▶ [Provided information]

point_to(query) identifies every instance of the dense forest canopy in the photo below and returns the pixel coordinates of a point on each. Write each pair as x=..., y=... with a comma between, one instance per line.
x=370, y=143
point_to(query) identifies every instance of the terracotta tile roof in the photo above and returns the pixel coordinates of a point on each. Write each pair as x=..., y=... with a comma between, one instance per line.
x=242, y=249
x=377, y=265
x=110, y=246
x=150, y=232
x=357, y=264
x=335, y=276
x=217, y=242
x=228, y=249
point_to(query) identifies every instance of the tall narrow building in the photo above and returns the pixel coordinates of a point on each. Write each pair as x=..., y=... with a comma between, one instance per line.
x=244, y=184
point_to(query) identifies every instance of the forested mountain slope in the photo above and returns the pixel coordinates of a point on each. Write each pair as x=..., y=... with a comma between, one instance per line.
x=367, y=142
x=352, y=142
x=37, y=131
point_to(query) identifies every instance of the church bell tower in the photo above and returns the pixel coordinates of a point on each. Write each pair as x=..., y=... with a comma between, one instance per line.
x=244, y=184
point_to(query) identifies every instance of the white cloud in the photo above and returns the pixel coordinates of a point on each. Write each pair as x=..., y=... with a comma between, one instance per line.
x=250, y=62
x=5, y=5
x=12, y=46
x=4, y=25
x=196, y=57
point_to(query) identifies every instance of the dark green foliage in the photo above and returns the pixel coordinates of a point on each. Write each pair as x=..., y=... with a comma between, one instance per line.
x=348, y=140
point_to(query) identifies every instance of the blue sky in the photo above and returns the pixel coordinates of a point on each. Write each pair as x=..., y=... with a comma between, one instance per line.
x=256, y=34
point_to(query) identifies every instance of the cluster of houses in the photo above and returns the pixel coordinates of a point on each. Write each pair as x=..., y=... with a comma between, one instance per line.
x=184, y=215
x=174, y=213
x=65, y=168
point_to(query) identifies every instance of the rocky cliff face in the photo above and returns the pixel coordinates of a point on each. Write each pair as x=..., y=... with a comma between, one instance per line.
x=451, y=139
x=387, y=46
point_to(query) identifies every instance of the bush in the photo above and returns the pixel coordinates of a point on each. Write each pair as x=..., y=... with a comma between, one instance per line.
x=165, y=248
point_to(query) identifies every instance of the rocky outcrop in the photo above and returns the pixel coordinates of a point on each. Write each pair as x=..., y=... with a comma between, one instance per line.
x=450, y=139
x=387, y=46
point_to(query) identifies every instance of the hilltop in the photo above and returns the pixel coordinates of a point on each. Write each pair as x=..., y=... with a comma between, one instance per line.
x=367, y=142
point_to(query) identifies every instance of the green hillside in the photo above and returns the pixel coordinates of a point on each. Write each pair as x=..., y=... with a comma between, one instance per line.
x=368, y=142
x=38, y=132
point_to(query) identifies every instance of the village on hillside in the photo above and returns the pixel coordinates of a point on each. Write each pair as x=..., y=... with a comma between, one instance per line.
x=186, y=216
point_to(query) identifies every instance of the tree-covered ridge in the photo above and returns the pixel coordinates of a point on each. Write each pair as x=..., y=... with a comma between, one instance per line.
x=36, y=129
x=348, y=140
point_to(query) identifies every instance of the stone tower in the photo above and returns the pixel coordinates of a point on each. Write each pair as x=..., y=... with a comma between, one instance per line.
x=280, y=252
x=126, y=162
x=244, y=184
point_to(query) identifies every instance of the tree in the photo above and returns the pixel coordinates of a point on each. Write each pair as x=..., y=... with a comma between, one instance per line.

▶ [Try it] Set down each line exactly as it appears in the data.

▶ [Answer section]
point_to(query) identifies every instance of the dense forest canopy in the photo below and returns the pixel coordinates of a point on each. Write each pair as x=..., y=... with a comma between, one instance per line.
x=370, y=143
point_to(query) identifies every instance of the terracotta tile roof in the photo above and returns the pixel coordinates of a point on each. Write each pair as x=..., y=... with a comma between, one instance per line.
x=242, y=249
x=377, y=265
x=110, y=246
x=150, y=232
x=357, y=264
x=335, y=276
x=217, y=242
x=228, y=249
point_to(query) identifies every instance of the tall narrow building in the photo above and returns the pixel coordinates of a point on each. Write each pair as x=..., y=... with a comma between, one instance per line.
x=244, y=184
point_to(query) identifies every instance of the forested mountain slope in the photo above and returns the pixel coordinates of a point on each. Write each pair as x=..., y=... with a comma between, one instance per line.
x=367, y=142
x=352, y=142
x=37, y=131
point_to(query) identifies every instance of the church bell tower in the photo above and returns the pixel coordinates of a point on each. Write each pair as x=..., y=... with a comma between, one instance per line.
x=244, y=184
point_to(query) identifies every instance of the white cloud in the photo above and returns the pixel coordinates of a point on each. Write each pair as x=..., y=... with a comma between, one instance per line.
x=250, y=62
x=5, y=5
x=12, y=46
x=4, y=25
x=196, y=57
point_to(query) identifies every instance of the dark green foliage in the photo above and returns the pixel coordinates of a point on each. Write each pair as x=..., y=... with a comma between, one instance per line.
x=348, y=140
point_to(query) identifies every instance of the blue sky in the photo above and returns the pixel coordinates of a point on each. Write each pair as x=..., y=... with a comma between, one instance per line.
x=256, y=34
point_to(query) identifies every instance of the cluster of houses in the photo above and returns the pixel coordinates of a point on each. Write each pair as x=..., y=... with a comma between, one instance per line.
x=184, y=215
x=174, y=213
x=65, y=168
point_to(query) identifies every instance of the rocky cliff face in the photo above and returns the pixel coordinates of a point on each. Write each pair as x=..., y=... with a comma between, one instance per line.
x=451, y=139
x=387, y=46
point_to(query) identifies every instance of the bush in the photo above and returns the pixel coordinates of a point on each. Write each pair as x=..., y=... with a comma between, one instance per line.
x=165, y=248
point_to(query) identifies every instance of the rocky outcrop in the photo above and returns the pixel coordinates of a point on each. Write each pair as x=..., y=... with a comma between, one instance per line.
x=450, y=139
x=387, y=46
point_to(query) identifies every instance of the hilltop in the photo above and returns the pixel coordinates of a point on each. Write each pair as x=..., y=... with a comma between, one instance per line.
x=367, y=142
point_to(query) identifies every instance of the green hillside in the photo above and returns the pixel coordinates of a point on each. Write each pair as x=..., y=... with a comma between, one instance per line.
x=368, y=142
x=38, y=132
point_to(query) identifies every instance of the village on hillside in the photo above and returns the pixel coordinates of a point on each. Write each pair as x=..., y=... with a comma between, one instance per line.
x=186, y=216
point_to(query) identifies every instance of the tree-covered ridge in the photo above and returns the pixel coordinates of a point on each. Write each pair as x=..., y=... with a comma between, one instance per line.
x=36, y=129
x=348, y=140
point_to(query) identifies every instance of the stone tower in the photo above and returns the pixel coordinates of a point on each. Write each pair as x=..., y=... with a comma between, one instance per line.
x=280, y=252
x=126, y=162
x=244, y=184
point_to(query) identifies every instance of the tree in the photo above and returns the pixel coordinates of a point on each. Write each pair as x=..., y=... with a comma between, one instance per line.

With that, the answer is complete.